## What to do
All entries are to be reproduced exactly; the pictures are to be omitted.

## Data for this task
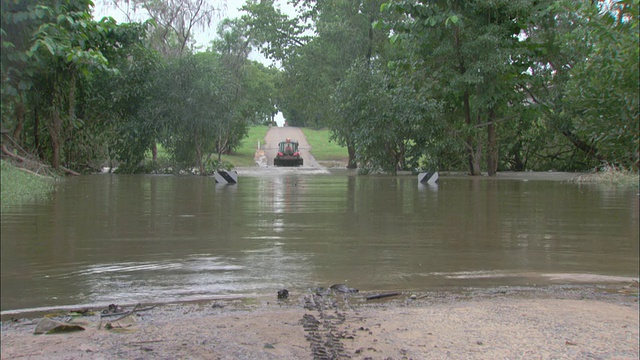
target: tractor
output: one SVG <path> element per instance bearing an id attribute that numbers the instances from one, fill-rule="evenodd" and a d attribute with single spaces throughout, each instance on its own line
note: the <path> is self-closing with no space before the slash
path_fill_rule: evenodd
<path id="1" fill-rule="evenodd" d="M 287 138 L 278 144 L 278 154 L 273 159 L 275 166 L 302 166 L 298 142 Z"/>

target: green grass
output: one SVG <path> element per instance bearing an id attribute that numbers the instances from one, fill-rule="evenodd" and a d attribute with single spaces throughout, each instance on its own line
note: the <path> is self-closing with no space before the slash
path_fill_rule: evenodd
<path id="1" fill-rule="evenodd" d="M 236 167 L 255 166 L 256 162 L 253 157 L 258 147 L 258 141 L 260 144 L 264 144 L 267 131 L 269 131 L 268 126 L 252 125 L 249 128 L 248 136 L 242 140 L 240 147 L 231 155 L 222 155 L 222 161 L 229 162 Z"/>
<path id="2" fill-rule="evenodd" d="M 335 141 L 329 140 L 330 131 L 327 129 L 313 130 L 303 128 L 302 132 L 311 145 L 311 154 L 318 161 L 341 161 L 349 158 L 347 148 L 340 146 Z"/>
<path id="3" fill-rule="evenodd" d="M 53 190 L 55 184 L 53 178 L 24 172 L 5 160 L 2 160 L 0 167 L 2 182 L 0 204 L 3 207 L 46 198 Z"/>

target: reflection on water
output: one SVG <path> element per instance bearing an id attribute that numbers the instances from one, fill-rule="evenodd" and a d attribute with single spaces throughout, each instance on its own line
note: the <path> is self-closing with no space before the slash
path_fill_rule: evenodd
<path id="1" fill-rule="evenodd" d="M 2 310 L 638 275 L 636 192 L 294 171 L 68 180 L 2 212 Z M 547 276 L 548 274 L 560 274 Z M 595 278 L 597 279 L 597 278 Z M 599 278 L 603 279 L 603 278 Z"/>

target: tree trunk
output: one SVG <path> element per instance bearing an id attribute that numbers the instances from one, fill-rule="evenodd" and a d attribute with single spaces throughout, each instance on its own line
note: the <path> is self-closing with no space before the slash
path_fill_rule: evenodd
<path id="1" fill-rule="evenodd" d="M 71 129 L 73 131 L 74 129 L 74 124 L 76 122 L 76 72 L 75 69 L 70 68 L 69 69 L 69 73 L 70 73 L 70 79 L 69 79 L 69 109 L 68 109 L 68 114 L 69 114 L 69 121 L 67 122 L 68 126 L 70 125 L 70 127 L 68 127 L 67 129 Z M 64 141 L 60 142 L 60 146 L 63 146 L 65 142 L 67 142 L 69 140 L 69 137 L 73 137 L 73 134 L 68 135 L 68 132 L 65 131 L 64 134 L 62 133 L 64 125 L 63 122 L 60 122 L 60 134 L 62 136 L 64 136 Z M 67 147 L 67 149 L 69 149 Z M 75 159 L 73 158 L 73 152 L 72 151 L 67 151 L 65 152 L 65 162 L 67 163 L 67 166 L 69 166 L 69 164 L 71 162 L 74 162 Z"/>
<path id="2" fill-rule="evenodd" d="M 469 103 L 469 91 L 465 90 L 463 98 L 464 105 L 464 121 L 465 123 L 471 127 L 471 105 Z M 474 145 L 477 143 L 478 148 L 474 149 Z M 467 161 L 469 162 L 469 175 L 480 175 L 480 163 L 479 157 L 482 153 L 482 145 L 480 142 L 477 142 L 473 135 L 467 136 L 466 141 L 467 148 Z"/>
<path id="3" fill-rule="evenodd" d="M 398 144 L 398 151 L 396 152 L 396 169 L 398 171 L 401 171 L 402 169 L 404 169 L 404 153 L 405 153 L 405 146 L 404 146 L 404 142 L 400 142 L 400 144 Z"/>
<path id="4" fill-rule="evenodd" d="M 475 137 L 476 148 L 473 151 L 473 174 L 474 176 L 482 175 L 482 169 L 480 164 L 482 163 L 482 141 Z"/>
<path id="5" fill-rule="evenodd" d="M 36 145 L 38 156 L 43 159 L 44 149 L 42 148 L 42 143 L 40 142 L 40 116 L 38 116 L 37 107 L 33 109 L 33 142 Z"/>
<path id="6" fill-rule="evenodd" d="M 153 144 L 151 145 L 151 156 L 153 158 L 153 166 L 155 167 L 158 164 L 158 143 L 156 143 L 156 139 L 153 139 Z"/>
<path id="7" fill-rule="evenodd" d="M 58 170 L 60 166 L 60 130 L 62 129 L 62 118 L 60 117 L 60 95 L 54 95 L 51 111 L 51 124 L 49 125 L 49 135 L 51 136 L 51 167 Z"/>
<path id="8" fill-rule="evenodd" d="M 16 104 L 16 121 L 18 123 L 16 124 L 16 127 L 13 129 L 13 139 L 15 141 L 18 141 L 18 139 L 20 138 L 20 134 L 22 133 L 22 129 L 24 128 L 25 109 L 24 109 L 24 99 L 22 97 L 22 93 L 19 94 L 18 99 L 20 99 L 20 101 L 18 101 L 18 103 Z"/>
<path id="9" fill-rule="evenodd" d="M 76 73 L 70 70 L 71 79 L 69 79 L 69 122 L 73 124 L 76 121 Z"/>
<path id="10" fill-rule="evenodd" d="M 349 153 L 349 162 L 347 163 L 347 169 L 357 169 L 356 163 L 356 148 L 353 144 L 347 144 L 347 152 Z"/>
<path id="11" fill-rule="evenodd" d="M 495 176 L 498 172 L 498 139 L 496 137 L 496 112 L 489 109 L 489 125 L 487 126 L 487 172 Z"/>
<path id="12" fill-rule="evenodd" d="M 582 141 L 576 134 L 571 132 L 571 130 L 562 130 L 562 135 L 566 136 L 575 147 L 582 150 L 585 154 L 590 157 L 595 157 L 598 161 L 606 162 L 607 159 L 598 154 L 598 149 L 595 146 L 589 145 L 586 142 Z"/>
<path id="13" fill-rule="evenodd" d="M 198 167 L 198 170 L 200 171 L 200 175 L 204 176 L 205 175 L 205 169 L 204 169 L 204 163 L 202 162 L 202 147 L 200 146 L 200 142 L 198 141 L 198 132 L 195 131 L 193 133 L 193 142 L 195 144 L 195 150 L 196 150 L 196 166 Z"/>
<path id="14" fill-rule="evenodd" d="M 524 171 L 526 169 L 526 165 L 522 161 L 522 156 L 520 155 L 520 151 L 522 149 L 522 141 L 516 142 L 511 148 L 511 170 L 513 171 Z"/>
<path id="15" fill-rule="evenodd" d="M 373 24 L 373 21 L 375 20 L 374 18 L 374 14 L 376 12 L 372 11 L 371 15 L 369 16 L 369 24 Z M 369 44 L 367 46 L 367 54 L 366 56 L 366 61 L 367 61 L 367 66 L 371 65 L 371 56 L 373 55 L 373 26 L 369 26 Z"/>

## Output for this exercise
target: tractor
output: one SVG <path> element per instance bearing an id attribute that numbers the instances from one, fill-rule="evenodd" and a d attribute with single spaces throughout, each instance on its own line
note: the <path> is self-closing with no space before the slash
path_fill_rule: evenodd
<path id="1" fill-rule="evenodd" d="M 287 138 L 278 144 L 278 154 L 273 159 L 275 166 L 302 166 L 298 142 Z"/>

target: green grass
output: one SVG <path> element per instance bearing an id attribute that numbers the instances from one, fill-rule="evenodd" and a d attribute with single spaces throughout, each instance on its own line
note: the <path> is self-closing with no space before the slash
path_fill_rule: evenodd
<path id="1" fill-rule="evenodd" d="M 236 167 L 255 166 L 256 162 L 253 157 L 258 147 L 258 141 L 260 144 L 264 144 L 267 131 L 269 131 L 268 126 L 252 125 L 249 128 L 248 136 L 242 140 L 240 147 L 231 155 L 222 155 L 222 161 L 229 162 Z"/>
<path id="2" fill-rule="evenodd" d="M 335 141 L 329 140 L 330 131 L 327 129 L 313 130 L 303 128 L 302 132 L 311 145 L 311 154 L 318 161 L 341 161 L 349 158 L 347 148 L 340 146 Z"/>
<path id="3" fill-rule="evenodd" d="M 53 190 L 55 184 L 53 178 L 24 172 L 5 160 L 2 160 L 0 167 L 2 182 L 0 204 L 3 207 L 46 198 Z"/>

target: reflection on water
output: one SVG <path> element per instance bearing an id attribute that numbers the instances from one, fill-rule="evenodd" and a d attribute with single spaces throughout, each instance on its own line
note: the <path> is self-closing with no space before the slash
path_fill_rule: evenodd
<path id="1" fill-rule="evenodd" d="M 2 310 L 638 275 L 636 192 L 294 171 L 68 180 L 2 212 Z M 547 276 L 548 274 L 560 274 Z M 595 278 L 597 279 L 597 278 Z M 599 278 L 603 279 L 603 278 Z"/>

target: tree trunk
output: one SVG <path> element per instance bearing an id attribute that numbers the instances from one, fill-rule="evenodd" and a d attribute with single spaces throughout, each instance on its own line
note: the <path> is self-closing with no space before the slash
path_fill_rule: evenodd
<path id="1" fill-rule="evenodd" d="M 71 129 L 73 131 L 74 129 L 74 124 L 76 122 L 76 72 L 75 69 L 70 68 L 69 69 L 69 73 L 70 73 L 70 79 L 69 79 L 69 109 L 68 109 L 68 114 L 69 114 L 69 121 L 67 122 L 68 126 L 70 125 L 70 127 L 68 127 L 67 129 Z M 64 141 L 60 142 L 60 146 L 63 146 L 65 142 L 67 142 L 69 140 L 69 137 L 73 137 L 73 134 L 68 135 L 68 132 L 65 131 L 64 134 L 62 133 L 64 125 L 63 122 L 60 122 L 60 134 L 62 136 L 64 136 Z M 67 147 L 67 149 L 69 149 Z M 75 159 L 73 158 L 73 152 L 72 151 L 67 151 L 65 152 L 65 162 L 67 163 L 67 166 L 69 166 L 69 164 L 71 162 L 74 162 Z"/>
<path id="2" fill-rule="evenodd" d="M 469 103 L 469 91 L 465 90 L 463 98 L 464 105 L 464 121 L 465 123 L 471 127 L 471 105 Z M 474 145 L 477 143 L 478 148 L 474 149 Z M 467 161 L 469 162 L 469 175 L 480 175 L 480 163 L 479 157 L 482 153 L 482 145 L 480 142 L 477 142 L 473 135 L 467 136 L 466 141 L 467 148 Z"/>
<path id="3" fill-rule="evenodd" d="M 398 144 L 398 151 L 396 152 L 396 169 L 398 171 L 401 171 L 402 169 L 404 169 L 404 153 L 405 153 L 405 146 L 404 146 L 404 142 L 400 142 L 400 144 Z"/>
<path id="4" fill-rule="evenodd" d="M 475 137 L 476 148 L 473 151 L 473 174 L 474 176 L 482 175 L 482 169 L 480 164 L 482 163 L 482 141 Z"/>
<path id="5" fill-rule="evenodd" d="M 36 145 L 38 156 L 43 159 L 44 149 L 42 148 L 42 143 L 40 142 L 40 116 L 38 116 L 37 107 L 33 109 L 33 142 Z"/>
<path id="6" fill-rule="evenodd" d="M 153 144 L 151 145 L 151 156 L 153 158 L 153 166 L 155 167 L 158 164 L 158 143 L 156 143 L 156 139 L 153 139 Z"/>
<path id="7" fill-rule="evenodd" d="M 58 170 L 60 166 L 60 130 L 62 129 L 62 118 L 60 117 L 60 95 L 54 95 L 51 111 L 51 124 L 49 125 L 49 135 L 51 136 L 51 167 Z"/>
<path id="8" fill-rule="evenodd" d="M 16 104 L 16 121 L 18 123 L 16 124 L 16 127 L 13 129 L 13 139 L 15 141 L 18 141 L 18 139 L 20 138 L 20 134 L 22 133 L 22 129 L 24 128 L 25 109 L 24 109 L 24 99 L 22 97 L 22 93 L 19 94 L 18 99 L 20 99 L 20 101 L 18 101 L 18 103 Z"/>
<path id="9" fill-rule="evenodd" d="M 76 73 L 70 70 L 71 79 L 69 79 L 69 122 L 73 124 L 76 121 Z"/>
<path id="10" fill-rule="evenodd" d="M 349 153 L 349 162 L 347 163 L 347 169 L 357 169 L 356 163 L 356 148 L 353 144 L 347 144 L 347 152 Z"/>
<path id="11" fill-rule="evenodd" d="M 495 176 L 498 172 L 498 139 L 496 137 L 496 112 L 489 109 L 489 125 L 487 126 L 487 172 Z"/>
<path id="12" fill-rule="evenodd" d="M 582 141 L 576 134 L 571 132 L 571 130 L 562 130 L 562 135 L 566 136 L 575 147 L 582 150 L 585 154 L 590 157 L 595 157 L 598 161 L 606 162 L 607 159 L 598 154 L 598 149 L 595 146 L 589 145 L 586 142 Z"/>
<path id="13" fill-rule="evenodd" d="M 198 167 L 198 170 L 200 171 L 200 175 L 204 176 L 205 175 L 205 169 L 204 169 L 204 163 L 202 162 L 202 147 L 200 146 L 200 142 L 198 141 L 198 132 L 195 131 L 193 133 L 193 142 L 195 144 L 195 150 L 196 150 L 196 166 Z"/>
<path id="14" fill-rule="evenodd" d="M 524 171 L 526 169 L 526 165 L 522 161 L 522 156 L 520 155 L 520 151 L 522 149 L 522 141 L 516 142 L 511 148 L 511 170 L 513 171 Z"/>
<path id="15" fill-rule="evenodd" d="M 373 24 L 373 21 L 375 20 L 374 18 L 374 14 L 376 12 L 372 11 L 371 15 L 369 16 L 369 24 Z M 369 44 L 367 46 L 367 54 L 366 56 L 366 61 L 367 61 L 367 66 L 371 65 L 371 56 L 373 55 L 373 26 L 369 26 Z"/>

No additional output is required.